The input
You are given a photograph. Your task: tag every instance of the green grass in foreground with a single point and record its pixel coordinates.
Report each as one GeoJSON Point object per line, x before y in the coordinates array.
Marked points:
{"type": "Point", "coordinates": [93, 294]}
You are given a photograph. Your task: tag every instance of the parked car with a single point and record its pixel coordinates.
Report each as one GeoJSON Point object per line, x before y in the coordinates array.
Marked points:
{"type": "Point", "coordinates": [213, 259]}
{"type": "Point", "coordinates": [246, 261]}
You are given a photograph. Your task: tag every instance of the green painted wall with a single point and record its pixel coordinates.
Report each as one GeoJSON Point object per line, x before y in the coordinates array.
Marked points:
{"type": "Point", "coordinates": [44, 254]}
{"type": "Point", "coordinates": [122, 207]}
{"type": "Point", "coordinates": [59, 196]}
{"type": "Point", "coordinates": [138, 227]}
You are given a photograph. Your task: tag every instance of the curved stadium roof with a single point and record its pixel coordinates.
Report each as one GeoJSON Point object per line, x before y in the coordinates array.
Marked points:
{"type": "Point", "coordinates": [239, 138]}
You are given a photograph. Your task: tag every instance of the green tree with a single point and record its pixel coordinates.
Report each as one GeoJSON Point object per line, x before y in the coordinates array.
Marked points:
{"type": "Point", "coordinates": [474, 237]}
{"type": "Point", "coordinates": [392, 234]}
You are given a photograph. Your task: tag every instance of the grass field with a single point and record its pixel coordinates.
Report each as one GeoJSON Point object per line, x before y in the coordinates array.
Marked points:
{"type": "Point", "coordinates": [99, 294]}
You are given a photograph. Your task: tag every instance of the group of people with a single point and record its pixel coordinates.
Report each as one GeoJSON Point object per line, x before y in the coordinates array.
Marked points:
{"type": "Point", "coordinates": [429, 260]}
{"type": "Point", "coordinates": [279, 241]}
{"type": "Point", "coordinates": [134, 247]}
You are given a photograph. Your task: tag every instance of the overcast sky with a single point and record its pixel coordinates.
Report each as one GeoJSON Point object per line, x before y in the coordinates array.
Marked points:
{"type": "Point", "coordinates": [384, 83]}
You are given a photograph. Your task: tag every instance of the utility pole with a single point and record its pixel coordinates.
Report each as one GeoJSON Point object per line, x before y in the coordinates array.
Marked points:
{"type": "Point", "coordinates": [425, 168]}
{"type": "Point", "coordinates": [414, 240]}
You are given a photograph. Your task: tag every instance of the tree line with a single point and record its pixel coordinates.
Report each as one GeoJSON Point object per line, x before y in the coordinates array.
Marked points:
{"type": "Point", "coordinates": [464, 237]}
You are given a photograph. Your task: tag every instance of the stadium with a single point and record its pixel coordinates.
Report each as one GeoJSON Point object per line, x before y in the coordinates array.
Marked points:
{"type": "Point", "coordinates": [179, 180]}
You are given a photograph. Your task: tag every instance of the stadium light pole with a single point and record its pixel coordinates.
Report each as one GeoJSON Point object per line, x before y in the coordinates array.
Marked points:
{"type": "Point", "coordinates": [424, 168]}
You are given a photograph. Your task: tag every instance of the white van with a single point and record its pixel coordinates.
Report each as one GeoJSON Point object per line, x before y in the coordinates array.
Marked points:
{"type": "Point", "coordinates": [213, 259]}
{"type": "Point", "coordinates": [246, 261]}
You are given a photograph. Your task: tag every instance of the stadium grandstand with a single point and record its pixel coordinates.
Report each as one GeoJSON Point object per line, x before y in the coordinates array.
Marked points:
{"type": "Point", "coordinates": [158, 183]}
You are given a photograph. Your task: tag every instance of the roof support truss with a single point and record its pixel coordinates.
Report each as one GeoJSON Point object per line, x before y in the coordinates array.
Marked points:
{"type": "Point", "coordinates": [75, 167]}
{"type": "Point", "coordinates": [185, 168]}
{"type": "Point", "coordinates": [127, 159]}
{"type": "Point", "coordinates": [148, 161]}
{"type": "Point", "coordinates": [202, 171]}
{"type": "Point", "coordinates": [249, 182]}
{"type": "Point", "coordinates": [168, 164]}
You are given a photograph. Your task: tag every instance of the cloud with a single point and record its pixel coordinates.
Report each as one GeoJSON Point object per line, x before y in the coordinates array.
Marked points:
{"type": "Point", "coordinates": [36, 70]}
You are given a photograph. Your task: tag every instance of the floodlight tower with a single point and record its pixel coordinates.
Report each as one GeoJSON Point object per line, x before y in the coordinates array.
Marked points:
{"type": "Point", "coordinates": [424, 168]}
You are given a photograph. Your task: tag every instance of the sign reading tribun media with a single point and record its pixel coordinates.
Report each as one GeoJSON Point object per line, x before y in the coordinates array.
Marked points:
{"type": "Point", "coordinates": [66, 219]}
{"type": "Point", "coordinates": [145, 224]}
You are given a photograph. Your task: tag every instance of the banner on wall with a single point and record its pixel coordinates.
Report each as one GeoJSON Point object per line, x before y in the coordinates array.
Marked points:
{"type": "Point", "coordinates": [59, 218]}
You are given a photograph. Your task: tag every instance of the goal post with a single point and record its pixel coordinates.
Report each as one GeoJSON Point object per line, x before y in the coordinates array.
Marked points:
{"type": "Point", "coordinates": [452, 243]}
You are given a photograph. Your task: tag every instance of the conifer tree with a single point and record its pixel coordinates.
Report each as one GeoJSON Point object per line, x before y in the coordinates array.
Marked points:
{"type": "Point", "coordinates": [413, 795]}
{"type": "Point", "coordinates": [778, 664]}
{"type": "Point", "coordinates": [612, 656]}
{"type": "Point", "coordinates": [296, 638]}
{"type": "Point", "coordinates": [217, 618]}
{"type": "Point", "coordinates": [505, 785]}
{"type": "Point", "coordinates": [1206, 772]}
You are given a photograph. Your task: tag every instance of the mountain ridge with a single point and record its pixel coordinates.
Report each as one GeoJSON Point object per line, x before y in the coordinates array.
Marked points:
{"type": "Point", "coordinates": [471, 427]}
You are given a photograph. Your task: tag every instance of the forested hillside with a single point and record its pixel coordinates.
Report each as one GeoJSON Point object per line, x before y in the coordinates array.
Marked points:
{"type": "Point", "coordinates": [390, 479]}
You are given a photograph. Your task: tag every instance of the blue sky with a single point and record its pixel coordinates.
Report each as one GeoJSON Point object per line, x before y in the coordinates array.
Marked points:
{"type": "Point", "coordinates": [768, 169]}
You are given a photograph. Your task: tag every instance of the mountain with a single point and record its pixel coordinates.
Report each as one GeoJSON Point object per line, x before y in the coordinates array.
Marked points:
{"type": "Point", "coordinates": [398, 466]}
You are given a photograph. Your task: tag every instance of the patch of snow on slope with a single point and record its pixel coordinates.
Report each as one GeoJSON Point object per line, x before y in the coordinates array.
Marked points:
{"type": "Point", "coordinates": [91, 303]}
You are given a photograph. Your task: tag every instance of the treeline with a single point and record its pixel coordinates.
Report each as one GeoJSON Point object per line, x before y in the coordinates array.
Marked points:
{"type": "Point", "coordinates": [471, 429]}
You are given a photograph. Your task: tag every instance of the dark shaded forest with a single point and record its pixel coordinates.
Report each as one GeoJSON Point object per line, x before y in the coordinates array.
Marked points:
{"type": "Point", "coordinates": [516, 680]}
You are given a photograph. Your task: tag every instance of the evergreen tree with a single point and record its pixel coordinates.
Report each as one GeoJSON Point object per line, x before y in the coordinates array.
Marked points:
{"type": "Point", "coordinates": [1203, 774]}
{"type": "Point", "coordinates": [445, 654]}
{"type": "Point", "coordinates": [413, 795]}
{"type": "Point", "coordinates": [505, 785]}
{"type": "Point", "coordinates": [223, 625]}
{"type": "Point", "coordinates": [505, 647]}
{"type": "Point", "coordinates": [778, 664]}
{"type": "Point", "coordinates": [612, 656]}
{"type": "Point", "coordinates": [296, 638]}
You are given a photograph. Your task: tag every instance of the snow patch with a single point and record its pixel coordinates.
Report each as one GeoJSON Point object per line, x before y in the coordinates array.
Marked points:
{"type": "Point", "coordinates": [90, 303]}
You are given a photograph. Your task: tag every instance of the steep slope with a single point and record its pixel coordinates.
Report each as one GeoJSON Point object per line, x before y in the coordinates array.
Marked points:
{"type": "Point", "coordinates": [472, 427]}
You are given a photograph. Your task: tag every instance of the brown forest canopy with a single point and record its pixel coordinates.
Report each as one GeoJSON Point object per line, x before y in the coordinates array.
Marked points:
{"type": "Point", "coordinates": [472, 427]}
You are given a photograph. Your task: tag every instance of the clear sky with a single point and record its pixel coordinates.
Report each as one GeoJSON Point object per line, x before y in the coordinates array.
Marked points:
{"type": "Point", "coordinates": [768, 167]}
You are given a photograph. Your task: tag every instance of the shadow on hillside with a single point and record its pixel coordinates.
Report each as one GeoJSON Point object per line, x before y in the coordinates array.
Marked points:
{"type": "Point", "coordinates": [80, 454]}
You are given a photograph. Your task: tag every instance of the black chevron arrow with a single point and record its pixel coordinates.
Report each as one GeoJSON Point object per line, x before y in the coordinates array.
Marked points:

Problem details
Extract, unchanged, every line of the data from the line containing "of the shadow" through the final line of the data.

Exercise solution
You are given a photograph. Your task: tag every instance of the shadow on hillside with a single point and record its pixel coordinates.
Report each as one GeoJSON Point object per line, x before y in the coordinates array.
Marked points:
{"type": "Point", "coordinates": [80, 454]}
You are given a photograph. Your task: tag every instance of the black chevron arrow with a single point and record its pixel coordinates.
Report each as one GeoJSON Point object per line, x before y in the coordinates array.
Marked points:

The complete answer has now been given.